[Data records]
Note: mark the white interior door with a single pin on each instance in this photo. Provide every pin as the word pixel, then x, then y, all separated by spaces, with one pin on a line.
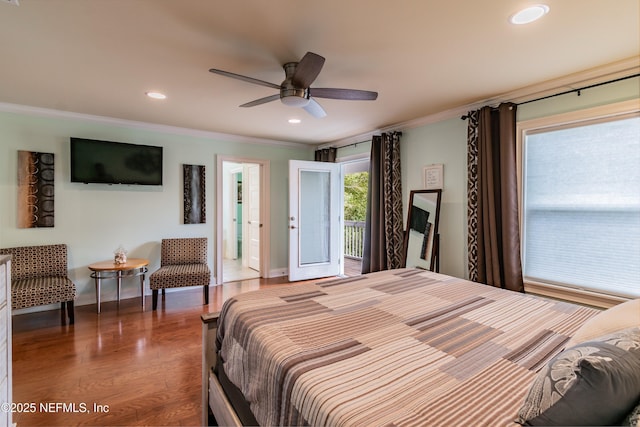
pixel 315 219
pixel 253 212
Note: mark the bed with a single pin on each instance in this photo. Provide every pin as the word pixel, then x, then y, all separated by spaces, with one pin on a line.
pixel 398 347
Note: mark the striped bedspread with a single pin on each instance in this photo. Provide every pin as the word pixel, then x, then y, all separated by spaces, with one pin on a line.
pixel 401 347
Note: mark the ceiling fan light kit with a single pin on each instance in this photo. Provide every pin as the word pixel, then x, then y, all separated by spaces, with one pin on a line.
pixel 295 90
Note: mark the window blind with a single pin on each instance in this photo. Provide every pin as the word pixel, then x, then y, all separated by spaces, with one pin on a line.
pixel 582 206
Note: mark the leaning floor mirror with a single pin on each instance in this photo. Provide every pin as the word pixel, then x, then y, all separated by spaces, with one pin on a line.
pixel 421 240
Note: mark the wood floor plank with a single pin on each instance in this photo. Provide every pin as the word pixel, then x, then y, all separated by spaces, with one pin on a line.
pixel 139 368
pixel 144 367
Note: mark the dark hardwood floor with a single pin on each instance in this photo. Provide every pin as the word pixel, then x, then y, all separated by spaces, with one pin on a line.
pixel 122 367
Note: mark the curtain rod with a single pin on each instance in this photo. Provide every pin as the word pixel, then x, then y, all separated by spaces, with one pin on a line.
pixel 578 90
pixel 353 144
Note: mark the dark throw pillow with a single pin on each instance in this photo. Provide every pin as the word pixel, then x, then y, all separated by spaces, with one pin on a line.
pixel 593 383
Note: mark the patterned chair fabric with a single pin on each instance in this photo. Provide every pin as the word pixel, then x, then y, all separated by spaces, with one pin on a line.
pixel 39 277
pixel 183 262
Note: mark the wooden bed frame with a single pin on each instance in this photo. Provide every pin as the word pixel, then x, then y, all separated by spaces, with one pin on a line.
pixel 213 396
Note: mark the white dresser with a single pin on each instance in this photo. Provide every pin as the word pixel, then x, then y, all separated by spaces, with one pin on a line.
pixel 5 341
---
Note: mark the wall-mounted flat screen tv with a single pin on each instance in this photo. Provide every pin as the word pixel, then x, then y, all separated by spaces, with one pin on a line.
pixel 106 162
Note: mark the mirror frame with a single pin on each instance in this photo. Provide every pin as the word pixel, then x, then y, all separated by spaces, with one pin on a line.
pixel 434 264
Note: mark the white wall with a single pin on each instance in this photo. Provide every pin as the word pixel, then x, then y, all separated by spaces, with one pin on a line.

### [TASK OBJECTIVE]
Your answer must consist solely of the lines above between the line holding "Note: mark the mirror" and the line holding "Note: mark the white wall", inclusive, copied exactly.

### [ANSWER TO THE EXERCISE]
Note: mark the mirror frame with a single pin on each instance in this photo. Provide every pin as the word pixel, then x, then y, all separated by spaces, with one pin on a line.
pixel 434 264
Note: mark the white wall with a single pin on each instance in this photo. Provide every pin as the word pixel, then x, then y, all separated by spaces, with one pin on a line.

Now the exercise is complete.